▶ [TO BE DONE]
Write out exactly the lines running from the one with "Reviewer note: make sure each instance of the rectangular" to the end of the data, including both of those lines and excluding pictures.

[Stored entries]
..............................

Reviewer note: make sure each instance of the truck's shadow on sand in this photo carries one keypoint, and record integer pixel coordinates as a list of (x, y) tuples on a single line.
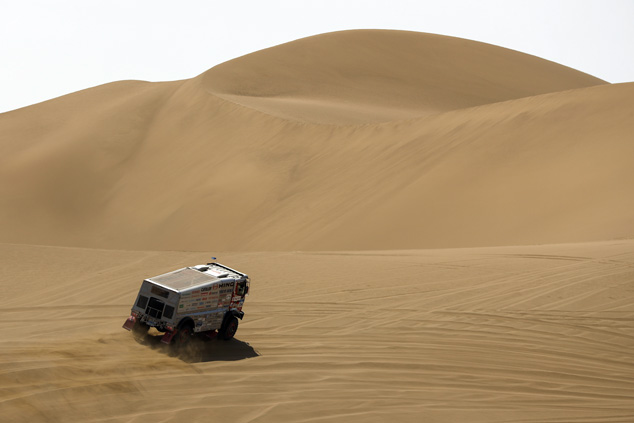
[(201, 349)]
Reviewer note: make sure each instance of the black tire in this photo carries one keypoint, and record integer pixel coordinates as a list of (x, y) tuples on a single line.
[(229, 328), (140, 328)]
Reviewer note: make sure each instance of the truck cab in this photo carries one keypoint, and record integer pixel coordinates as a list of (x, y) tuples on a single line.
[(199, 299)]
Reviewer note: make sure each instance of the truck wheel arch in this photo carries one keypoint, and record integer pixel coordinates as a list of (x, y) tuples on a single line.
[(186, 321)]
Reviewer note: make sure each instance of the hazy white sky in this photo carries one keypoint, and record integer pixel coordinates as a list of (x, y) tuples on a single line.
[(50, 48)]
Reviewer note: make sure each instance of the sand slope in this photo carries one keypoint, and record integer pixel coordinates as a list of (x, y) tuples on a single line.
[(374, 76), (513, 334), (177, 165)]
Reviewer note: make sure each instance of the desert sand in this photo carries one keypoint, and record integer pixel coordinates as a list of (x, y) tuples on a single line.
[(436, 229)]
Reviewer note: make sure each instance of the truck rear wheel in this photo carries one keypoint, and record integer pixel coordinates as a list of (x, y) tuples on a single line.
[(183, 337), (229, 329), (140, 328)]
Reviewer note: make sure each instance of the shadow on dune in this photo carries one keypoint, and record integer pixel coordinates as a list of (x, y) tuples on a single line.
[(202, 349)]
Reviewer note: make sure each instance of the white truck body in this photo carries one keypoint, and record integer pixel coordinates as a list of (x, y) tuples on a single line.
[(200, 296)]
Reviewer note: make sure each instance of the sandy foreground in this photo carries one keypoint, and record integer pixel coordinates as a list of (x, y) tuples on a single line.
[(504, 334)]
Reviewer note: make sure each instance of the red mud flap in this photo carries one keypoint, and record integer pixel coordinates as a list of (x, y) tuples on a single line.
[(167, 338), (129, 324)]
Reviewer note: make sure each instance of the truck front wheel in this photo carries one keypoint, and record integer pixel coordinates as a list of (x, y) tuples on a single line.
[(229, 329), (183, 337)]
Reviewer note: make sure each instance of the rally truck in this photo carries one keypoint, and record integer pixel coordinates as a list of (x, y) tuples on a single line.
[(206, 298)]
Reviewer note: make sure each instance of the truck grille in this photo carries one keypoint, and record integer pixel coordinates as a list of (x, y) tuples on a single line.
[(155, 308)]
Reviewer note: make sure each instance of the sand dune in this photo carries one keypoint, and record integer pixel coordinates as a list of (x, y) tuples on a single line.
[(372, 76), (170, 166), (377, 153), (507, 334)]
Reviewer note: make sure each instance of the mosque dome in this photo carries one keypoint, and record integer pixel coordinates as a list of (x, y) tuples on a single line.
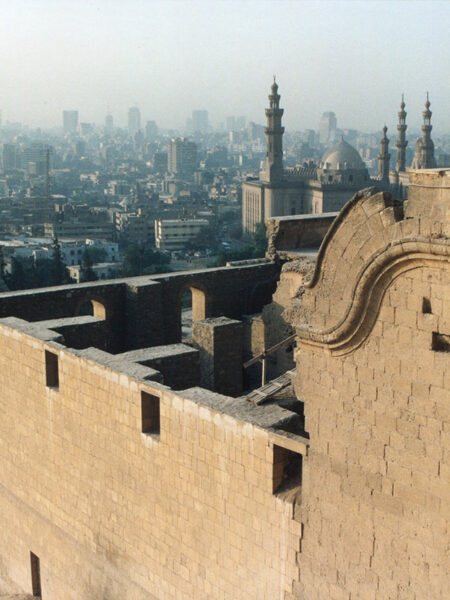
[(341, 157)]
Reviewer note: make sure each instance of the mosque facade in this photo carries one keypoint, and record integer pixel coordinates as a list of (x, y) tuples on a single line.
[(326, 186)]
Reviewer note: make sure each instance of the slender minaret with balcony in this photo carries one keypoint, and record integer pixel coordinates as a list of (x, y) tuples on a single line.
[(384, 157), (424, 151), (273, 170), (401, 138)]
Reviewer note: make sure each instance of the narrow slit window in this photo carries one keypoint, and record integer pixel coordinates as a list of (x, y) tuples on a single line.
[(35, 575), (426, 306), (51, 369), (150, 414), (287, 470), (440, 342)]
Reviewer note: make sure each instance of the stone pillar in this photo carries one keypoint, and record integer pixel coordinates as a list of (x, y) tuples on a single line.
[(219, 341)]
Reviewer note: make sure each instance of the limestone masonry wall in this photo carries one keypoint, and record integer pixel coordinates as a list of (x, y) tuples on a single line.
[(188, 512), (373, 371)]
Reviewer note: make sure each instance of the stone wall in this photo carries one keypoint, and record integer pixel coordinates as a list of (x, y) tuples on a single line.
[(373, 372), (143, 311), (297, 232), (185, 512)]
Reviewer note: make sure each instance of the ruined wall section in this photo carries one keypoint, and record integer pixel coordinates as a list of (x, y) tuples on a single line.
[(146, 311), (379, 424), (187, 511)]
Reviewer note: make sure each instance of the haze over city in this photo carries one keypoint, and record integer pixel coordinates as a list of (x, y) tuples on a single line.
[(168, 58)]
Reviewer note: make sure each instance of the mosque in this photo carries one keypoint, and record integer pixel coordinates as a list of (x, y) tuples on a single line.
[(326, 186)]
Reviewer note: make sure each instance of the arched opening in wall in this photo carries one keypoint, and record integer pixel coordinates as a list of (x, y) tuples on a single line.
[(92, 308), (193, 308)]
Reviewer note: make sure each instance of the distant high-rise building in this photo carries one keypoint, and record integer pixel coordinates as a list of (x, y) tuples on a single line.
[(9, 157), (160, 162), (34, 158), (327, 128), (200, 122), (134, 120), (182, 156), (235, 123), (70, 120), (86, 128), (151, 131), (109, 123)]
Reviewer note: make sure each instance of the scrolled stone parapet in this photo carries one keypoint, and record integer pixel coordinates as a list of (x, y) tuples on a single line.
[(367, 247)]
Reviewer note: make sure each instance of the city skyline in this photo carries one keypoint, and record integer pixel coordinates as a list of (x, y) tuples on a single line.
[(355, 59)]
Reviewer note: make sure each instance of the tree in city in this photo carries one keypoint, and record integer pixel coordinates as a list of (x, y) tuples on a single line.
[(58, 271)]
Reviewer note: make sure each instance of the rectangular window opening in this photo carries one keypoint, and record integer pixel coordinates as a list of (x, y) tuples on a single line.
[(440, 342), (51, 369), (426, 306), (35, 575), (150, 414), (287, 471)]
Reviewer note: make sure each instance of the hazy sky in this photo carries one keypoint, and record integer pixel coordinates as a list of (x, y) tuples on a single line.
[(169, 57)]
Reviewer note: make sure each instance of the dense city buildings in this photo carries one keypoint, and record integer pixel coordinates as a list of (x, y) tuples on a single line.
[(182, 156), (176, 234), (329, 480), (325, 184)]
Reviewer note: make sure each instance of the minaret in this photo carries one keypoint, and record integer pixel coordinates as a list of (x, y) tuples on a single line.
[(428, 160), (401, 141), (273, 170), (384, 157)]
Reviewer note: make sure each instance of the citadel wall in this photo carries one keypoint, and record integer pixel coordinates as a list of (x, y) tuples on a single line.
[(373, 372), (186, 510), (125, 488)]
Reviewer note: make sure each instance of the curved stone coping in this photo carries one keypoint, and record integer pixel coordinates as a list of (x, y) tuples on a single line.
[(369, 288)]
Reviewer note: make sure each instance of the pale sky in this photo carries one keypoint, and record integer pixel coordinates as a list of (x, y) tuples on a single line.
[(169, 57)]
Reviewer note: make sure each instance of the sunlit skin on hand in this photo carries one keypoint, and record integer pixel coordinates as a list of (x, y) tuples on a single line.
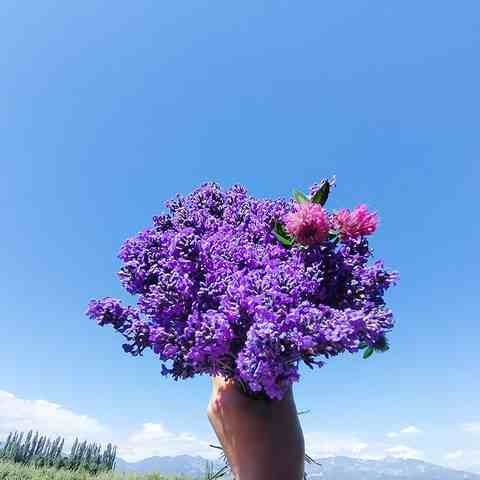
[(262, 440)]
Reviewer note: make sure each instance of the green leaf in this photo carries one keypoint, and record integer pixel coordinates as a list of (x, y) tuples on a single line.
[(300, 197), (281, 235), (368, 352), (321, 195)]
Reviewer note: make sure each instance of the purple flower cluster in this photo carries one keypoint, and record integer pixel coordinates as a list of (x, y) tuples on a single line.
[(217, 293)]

..............................

▶ [CORRECT RESPONSE]
Reviewer note: make sure each instance of the rectangular window opening in this photo carries one keypoint, and record integer pixel coordinates as a list of (x, y) tuples on a single line.
[(440, 342), (51, 369), (426, 306), (35, 575), (150, 414), (287, 471)]
Reviewer note: make sure each instance of the hazy sky in this photo carries one keypoint, and record integer pixel coordinates as a list of (x, y) tuples on a single line.
[(169, 57)]
Reviewer note: make sure each instance of the dense city buildings in this photo carries one keypoint, and record integer pixel coordinates as a list of (x, y) tuples on a single line.
[(182, 156), (176, 234), (329, 480), (325, 184)]
Reviewer note: make sure each instance of the minaret in this photo carries one keypoint, and record integer pixel coordinates as a list of (x, y) tuples on a single line.
[(428, 160), (401, 141), (273, 170), (384, 157)]
Reviewer note: make sure each instance of the citadel wall in this photo carries one keypoint, and record integer pixel coordinates as a list of (x, y) tuples on a single line.
[(373, 372), (186, 510), (125, 488)]
Reviewer note: make sure each instance of the curved stone coping in this photo carries one keypoint, and record integer pixel coordinates as a list of (x, y) tuples on a single line.
[(369, 288)]
Reviewer note: make sure each instance of the pale sky in this photo carries one keypoint, and record integer pixel coordinates as a list of (x, y) tuples on a single line.
[(169, 57)]
Reviewer note: make sure each instance of the sunlit skin on hand in this photo carries one keypoint, and record integer pixel coordinates as a list of (x, y) tuples on a single line.
[(262, 440)]
Reviewer note: make sure each instance of the green leaf in this photo carries one keypoint, and record integer pixel coordinates as a list of (x, y) tuples on a single line.
[(300, 197), (281, 235), (368, 352), (321, 195)]
Reviewer note: make sure each instance of the purple flower cluster in this photo carries one keypoint, and record integer pixel coordinates as a list of (x, y) tuples on a single line.
[(217, 293)]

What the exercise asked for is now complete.